### Entries from a pointing dataset
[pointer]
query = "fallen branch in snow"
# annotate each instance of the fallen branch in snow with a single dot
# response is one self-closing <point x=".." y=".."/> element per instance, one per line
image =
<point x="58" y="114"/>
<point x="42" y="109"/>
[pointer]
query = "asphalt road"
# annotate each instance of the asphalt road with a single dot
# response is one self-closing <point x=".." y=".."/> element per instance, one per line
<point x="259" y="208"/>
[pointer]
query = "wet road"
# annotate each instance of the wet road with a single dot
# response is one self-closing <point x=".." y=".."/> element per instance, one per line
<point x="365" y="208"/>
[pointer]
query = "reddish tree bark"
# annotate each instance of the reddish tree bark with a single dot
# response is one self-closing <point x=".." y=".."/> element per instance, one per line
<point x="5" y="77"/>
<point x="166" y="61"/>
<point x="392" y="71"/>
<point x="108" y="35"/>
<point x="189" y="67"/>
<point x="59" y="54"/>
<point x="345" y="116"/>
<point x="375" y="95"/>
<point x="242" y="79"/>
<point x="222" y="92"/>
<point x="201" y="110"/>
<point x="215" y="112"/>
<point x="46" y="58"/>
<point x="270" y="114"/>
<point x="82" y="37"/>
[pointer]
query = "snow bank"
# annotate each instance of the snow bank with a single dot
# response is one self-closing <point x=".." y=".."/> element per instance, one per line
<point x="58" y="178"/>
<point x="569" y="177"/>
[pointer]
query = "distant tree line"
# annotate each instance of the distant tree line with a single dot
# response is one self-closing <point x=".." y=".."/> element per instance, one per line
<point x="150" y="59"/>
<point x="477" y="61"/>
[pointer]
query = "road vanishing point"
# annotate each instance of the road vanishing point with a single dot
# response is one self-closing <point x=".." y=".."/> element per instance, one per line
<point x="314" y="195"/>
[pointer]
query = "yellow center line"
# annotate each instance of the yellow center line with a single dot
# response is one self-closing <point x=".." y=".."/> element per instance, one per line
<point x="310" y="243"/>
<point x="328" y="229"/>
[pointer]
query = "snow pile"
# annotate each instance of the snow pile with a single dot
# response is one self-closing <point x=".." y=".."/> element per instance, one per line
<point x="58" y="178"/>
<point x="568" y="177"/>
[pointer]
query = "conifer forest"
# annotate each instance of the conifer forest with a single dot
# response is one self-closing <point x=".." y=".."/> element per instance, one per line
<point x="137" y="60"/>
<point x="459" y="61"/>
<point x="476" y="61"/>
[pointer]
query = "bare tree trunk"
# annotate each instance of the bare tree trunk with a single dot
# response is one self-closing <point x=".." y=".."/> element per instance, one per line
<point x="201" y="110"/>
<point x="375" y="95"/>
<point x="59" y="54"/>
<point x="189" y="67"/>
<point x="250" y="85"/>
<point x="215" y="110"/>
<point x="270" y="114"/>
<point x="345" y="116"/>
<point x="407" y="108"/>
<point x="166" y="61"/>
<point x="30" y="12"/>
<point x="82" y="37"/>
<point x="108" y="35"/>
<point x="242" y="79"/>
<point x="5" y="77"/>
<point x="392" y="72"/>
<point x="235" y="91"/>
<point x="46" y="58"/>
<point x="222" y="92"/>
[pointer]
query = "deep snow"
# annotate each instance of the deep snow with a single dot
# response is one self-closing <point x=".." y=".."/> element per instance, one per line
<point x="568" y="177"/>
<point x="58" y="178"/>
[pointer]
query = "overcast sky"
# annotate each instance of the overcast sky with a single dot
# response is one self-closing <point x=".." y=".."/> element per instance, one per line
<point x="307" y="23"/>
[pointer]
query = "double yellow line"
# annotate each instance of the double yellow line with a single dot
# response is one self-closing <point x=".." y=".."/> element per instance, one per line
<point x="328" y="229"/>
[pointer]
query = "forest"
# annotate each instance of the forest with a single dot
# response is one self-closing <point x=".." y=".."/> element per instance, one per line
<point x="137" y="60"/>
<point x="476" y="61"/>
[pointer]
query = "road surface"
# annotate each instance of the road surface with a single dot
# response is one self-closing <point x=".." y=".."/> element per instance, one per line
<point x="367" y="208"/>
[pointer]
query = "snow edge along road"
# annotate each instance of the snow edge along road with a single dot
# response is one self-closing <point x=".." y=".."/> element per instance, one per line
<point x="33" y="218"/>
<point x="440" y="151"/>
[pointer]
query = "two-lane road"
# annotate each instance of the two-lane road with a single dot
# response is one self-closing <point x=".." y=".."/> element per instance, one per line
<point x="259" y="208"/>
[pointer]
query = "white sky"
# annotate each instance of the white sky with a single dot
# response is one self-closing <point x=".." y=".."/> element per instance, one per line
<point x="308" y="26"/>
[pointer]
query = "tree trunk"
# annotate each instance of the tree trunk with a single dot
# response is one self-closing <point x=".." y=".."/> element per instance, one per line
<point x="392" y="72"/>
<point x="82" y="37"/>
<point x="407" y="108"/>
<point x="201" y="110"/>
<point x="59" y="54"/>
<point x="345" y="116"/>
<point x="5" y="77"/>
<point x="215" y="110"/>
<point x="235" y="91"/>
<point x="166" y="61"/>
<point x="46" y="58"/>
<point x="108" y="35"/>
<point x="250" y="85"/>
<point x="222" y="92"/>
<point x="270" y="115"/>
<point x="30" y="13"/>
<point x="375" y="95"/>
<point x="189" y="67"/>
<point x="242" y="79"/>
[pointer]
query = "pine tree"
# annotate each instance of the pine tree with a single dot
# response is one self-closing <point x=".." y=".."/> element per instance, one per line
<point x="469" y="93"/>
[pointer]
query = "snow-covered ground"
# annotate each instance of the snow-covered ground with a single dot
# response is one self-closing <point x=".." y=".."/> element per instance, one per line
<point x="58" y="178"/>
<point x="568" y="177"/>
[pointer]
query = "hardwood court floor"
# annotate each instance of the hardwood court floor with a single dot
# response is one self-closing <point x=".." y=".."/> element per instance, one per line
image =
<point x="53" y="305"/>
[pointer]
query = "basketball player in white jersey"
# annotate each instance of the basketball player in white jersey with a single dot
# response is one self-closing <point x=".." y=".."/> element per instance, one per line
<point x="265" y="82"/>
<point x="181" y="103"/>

### TASK TO CARRY OUT
Copy the records above exactly.

### WRITTEN ANSWER
[pointer]
query = "fallen branch in snow"
# annotate each instance of the fallen branch in snow with a single dot
# response is one self-closing <point x=".." y=".."/> element per instance, one per line
image =
<point x="58" y="114"/>
<point x="42" y="109"/>
[pointer]
query = "asphalt road"
# annotate each instance of the asphalt road with a single dot
# response is one self-closing <point x=".." y=".."/> element per instance, one per line
<point x="259" y="208"/>
[pointer]
query = "wet road"
# annotate each instance of the wet road with a single dot
# response is one self-closing <point x=".." y=".."/> element per instance, one per line
<point x="365" y="208"/>
[pointer]
query = "reddish tree bark"
# annotate each instance of the reddish tree bark with a single dot
# response is one self-closing <point x=".." y=".."/> element per instance, one per line
<point x="5" y="77"/>
<point x="166" y="61"/>
<point x="392" y="71"/>
<point x="108" y="35"/>
<point x="189" y="67"/>
<point x="59" y="54"/>
<point x="345" y="116"/>
<point x="375" y="95"/>
<point x="242" y="79"/>
<point x="222" y="92"/>
<point x="201" y="110"/>
<point x="215" y="112"/>
<point x="46" y="58"/>
<point x="270" y="114"/>
<point x="82" y="37"/>
[pointer]
query = "snow bank"
# annotate each instance of the snow bank with a single dot
# response is one self-closing <point x=".." y=".."/> element per instance, one per line
<point x="58" y="178"/>
<point x="569" y="177"/>
[pointer]
query = "distant tree line"
# annotate each instance of the distant tree line with a single dot
# response is one self-closing <point x=".." y=".."/> element per instance, one per line
<point x="150" y="59"/>
<point x="477" y="61"/>
[pointer]
query = "road vanishing point"
# annotate each instance of the road vanishing point with a single dot
# response is one self-closing <point x=".." y=".."/> element per instance, one per line
<point x="314" y="195"/>
[pointer]
query = "yellow center line"
# annotate each instance of the yellow center line with a single dot
# response is one self-closing <point x=".." y=".."/> element per instance, one per line
<point x="310" y="243"/>
<point x="328" y="229"/>
[pointer]
query = "snow pile"
# annotate each instance of the snow pile with a single dot
# response is one self-closing <point x=".." y=".."/> element per instance, one per line
<point x="58" y="178"/>
<point x="568" y="177"/>
[pointer]
query = "conifer forest"
# annotate each instance of the conifer forest with a single dot
# response is one self-closing <point x=".." y=".."/> element per instance, one per line
<point x="137" y="60"/>
<point x="459" y="61"/>
<point x="476" y="61"/>
[pointer]
query = "bare tree trunk"
# annotate each instance of the bare tree trunk with a single dot
# response is one self-closing <point x=".." y=".."/> element per instance, one per line
<point x="201" y="110"/>
<point x="375" y="95"/>
<point x="59" y="54"/>
<point x="189" y="67"/>
<point x="250" y="85"/>
<point x="215" y="110"/>
<point x="270" y="114"/>
<point x="345" y="116"/>
<point x="407" y="108"/>
<point x="166" y="61"/>
<point x="30" y="12"/>
<point x="82" y="37"/>
<point x="108" y="35"/>
<point x="242" y="79"/>
<point x="5" y="77"/>
<point x="392" y="72"/>
<point x="235" y="91"/>
<point x="46" y="58"/>
<point x="222" y="92"/>
[pointer]
query = "deep snow"
# annotate each instance of the deep snow with a single dot
# response is one self-closing <point x=".." y=".."/> element per instance, one per line
<point x="568" y="177"/>
<point x="58" y="178"/>
[pointer]
query = "overcast sky"
# annotate each instance of the overcast sky with a single dot
# response is one self-closing <point x=".." y=".."/> element per instance, one per line
<point x="307" y="23"/>
[pointer]
query = "double yellow line"
# annotate each instance of the double yellow line with a single dot
# response is one self-closing <point x=".." y=".."/> element per instance, one per line
<point x="328" y="229"/>
[pointer]
query = "forest"
# annotate each instance of the forest with a single dot
# response is one self-closing <point x=".." y=".."/> element per instance, one per line
<point x="137" y="60"/>
<point x="476" y="61"/>
[pointer]
query = "road surface"
# annotate each instance of the road surface with a single dot
# response is one self-closing <point x=".." y=".."/> element per instance, one per line
<point x="367" y="208"/>
[pointer]
query = "snow edge along road"
# annotate each instance of the snow edge along road with a single dot
# response is one self-closing <point x=".." y=".."/> element per instance, one per line
<point x="33" y="218"/>
<point x="440" y="151"/>
[pointer]
query = "two-lane road"
# annotate each instance of the two-lane road with a single dot
# response is one self-closing <point x=".." y=".."/> element per instance, one per line
<point x="259" y="208"/>
[pointer]
query = "white sky"
# annotate each instance of the white sky with a single dot
# response is one self-closing <point x=".." y=".."/> element per instance, one per line
<point x="308" y="26"/>
[pointer]
query = "tree trunk"
# annotate each instance of the tree trunk with a single dot
# response is one self-closing <point x=".." y=".."/> element per instance, one per line
<point x="392" y="72"/>
<point x="82" y="37"/>
<point x="407" y="108"/>
<point x="201" y="110"/>
<point x="59" y="54"/>
<point x="345" y="116"/>
<point x="5" y="77"/>
<point x="215" y="110"/>
<point x="235" y="91"/>
<point x="166" y="61"/>
<point x="46" y="58"/>
<point x="108" y="35"/>
<point x="250" y="85"/>
<point x="222" y="92"/>
<point x="270" y="115"/>
<point x="30" y="13"/>
<point x="375" y="95"/>
<point x="189" y="67"/>
<point x="242" y="79"/>
[pointer]
query = "pine tree"
# annotate each instance of the pine tree with a single dot
# response is one self-closing <point x=".." y=".."/> element per instance, one per line
<point x="469" y="93"/>
[pointer]
query = "snow-covered ground"
# annotate each instance of the snow-covered ground with a single dot
# response is one self-closing <point x=".." y=".."/> element per instance, one per line
<point x="58" y="178"/>
<point x="568" y="177"/>
[pointer]
query = "hardwood court floor"
# annotate each instance of the hardwood court floor with a single dot
# response is one self-closing <point x=".." y=".."/> element per instance, one per line
image =
<point x="53" y="305"/>
[pointer]
query = "basketball player in white jersey"
# annotate each instance of the basketball player in white jersey with a single dot
# response is one self-closing <point x=".." y=".."/> element per instance, one per line
<point x="265" y="82"/>
<point x="181" y="103"/>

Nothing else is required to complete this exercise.